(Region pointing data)

◆ ◆ ◆ ◆

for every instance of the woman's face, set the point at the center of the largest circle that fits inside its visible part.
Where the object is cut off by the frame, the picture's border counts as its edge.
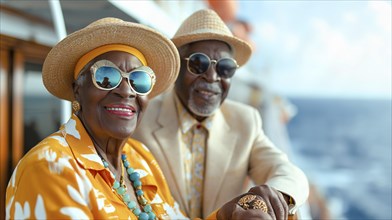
(114, 113)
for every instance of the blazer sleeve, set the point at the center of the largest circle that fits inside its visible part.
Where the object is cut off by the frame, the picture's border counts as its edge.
(269, 165)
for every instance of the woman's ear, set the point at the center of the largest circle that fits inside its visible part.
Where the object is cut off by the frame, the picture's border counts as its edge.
(76, 87)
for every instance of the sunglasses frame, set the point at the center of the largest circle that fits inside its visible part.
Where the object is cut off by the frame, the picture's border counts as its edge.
(209, 65)
(107, 63)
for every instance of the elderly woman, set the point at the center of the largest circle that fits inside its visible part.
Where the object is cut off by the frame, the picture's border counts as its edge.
(91, 168)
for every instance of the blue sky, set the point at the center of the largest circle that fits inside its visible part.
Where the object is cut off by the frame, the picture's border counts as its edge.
(322, 48)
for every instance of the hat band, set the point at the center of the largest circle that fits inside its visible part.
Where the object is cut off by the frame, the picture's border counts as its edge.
(103, 49)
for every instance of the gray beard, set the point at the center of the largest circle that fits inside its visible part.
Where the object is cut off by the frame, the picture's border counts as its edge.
(203, 111)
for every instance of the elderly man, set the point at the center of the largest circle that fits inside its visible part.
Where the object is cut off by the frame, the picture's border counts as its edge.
(207, 146)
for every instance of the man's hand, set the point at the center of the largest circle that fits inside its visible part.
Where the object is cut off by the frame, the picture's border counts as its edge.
(277, 206)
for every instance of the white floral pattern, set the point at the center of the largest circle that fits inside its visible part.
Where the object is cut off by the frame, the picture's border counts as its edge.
(65, 179)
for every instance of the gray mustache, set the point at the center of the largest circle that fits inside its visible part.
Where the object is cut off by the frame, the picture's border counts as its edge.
(213, 87)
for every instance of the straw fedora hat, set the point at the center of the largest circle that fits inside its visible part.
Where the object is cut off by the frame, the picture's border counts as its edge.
(160, 53)
(205, 24)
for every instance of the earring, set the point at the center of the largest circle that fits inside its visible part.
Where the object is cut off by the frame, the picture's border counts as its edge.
(75, 106)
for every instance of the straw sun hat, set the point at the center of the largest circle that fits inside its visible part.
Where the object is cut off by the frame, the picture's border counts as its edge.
(160, 53)
(207, 25)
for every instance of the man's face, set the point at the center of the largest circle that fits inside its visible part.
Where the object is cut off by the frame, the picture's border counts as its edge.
(202, 94)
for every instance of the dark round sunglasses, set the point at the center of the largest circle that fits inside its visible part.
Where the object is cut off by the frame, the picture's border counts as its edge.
(199, 63)
(107, 76)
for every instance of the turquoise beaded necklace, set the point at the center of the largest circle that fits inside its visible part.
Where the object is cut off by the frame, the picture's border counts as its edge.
(121, 189)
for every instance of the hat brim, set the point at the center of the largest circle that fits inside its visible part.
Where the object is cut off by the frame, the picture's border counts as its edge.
(159, 51)
(241, 50)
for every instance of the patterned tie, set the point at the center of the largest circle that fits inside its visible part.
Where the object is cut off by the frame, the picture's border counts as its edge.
(198, 149)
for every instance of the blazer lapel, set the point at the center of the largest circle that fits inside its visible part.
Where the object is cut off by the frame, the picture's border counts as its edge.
(219, 153)
(170, 146)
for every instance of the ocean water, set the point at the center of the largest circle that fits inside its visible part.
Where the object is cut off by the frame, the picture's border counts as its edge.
(344, 146)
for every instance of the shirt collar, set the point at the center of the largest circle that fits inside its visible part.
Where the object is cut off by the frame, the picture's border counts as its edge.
(186, 120)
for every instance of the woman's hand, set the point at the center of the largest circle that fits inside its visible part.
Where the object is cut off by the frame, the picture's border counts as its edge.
(265, 195)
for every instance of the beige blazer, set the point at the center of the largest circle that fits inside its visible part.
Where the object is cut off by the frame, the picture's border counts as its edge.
(236, 148)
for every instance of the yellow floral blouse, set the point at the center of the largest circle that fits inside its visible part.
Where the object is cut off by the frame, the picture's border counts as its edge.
(64, 178)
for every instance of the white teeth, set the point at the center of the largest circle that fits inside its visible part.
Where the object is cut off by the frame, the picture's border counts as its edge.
(206, 93)
(120, 109)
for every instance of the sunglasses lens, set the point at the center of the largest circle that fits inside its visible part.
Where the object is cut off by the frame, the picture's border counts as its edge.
(140, 81)
(107, 77)
(198, 63)
(226, 68)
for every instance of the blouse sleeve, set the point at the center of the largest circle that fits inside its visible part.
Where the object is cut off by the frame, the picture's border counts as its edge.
(48, 188)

◆ ◆ ◆ ◆

--- AIM OF THE EXERCISE ---
From the entries above, list each line with "straw" in it.

--- OUTPUT OF THE TASK ---
for every instance of the straw fedora hat, set the point at the center of the largest circle that fits inside its visible part.
for every instance of the straw sun hat, set the point at the center of the largest circle that fits inside its visible part.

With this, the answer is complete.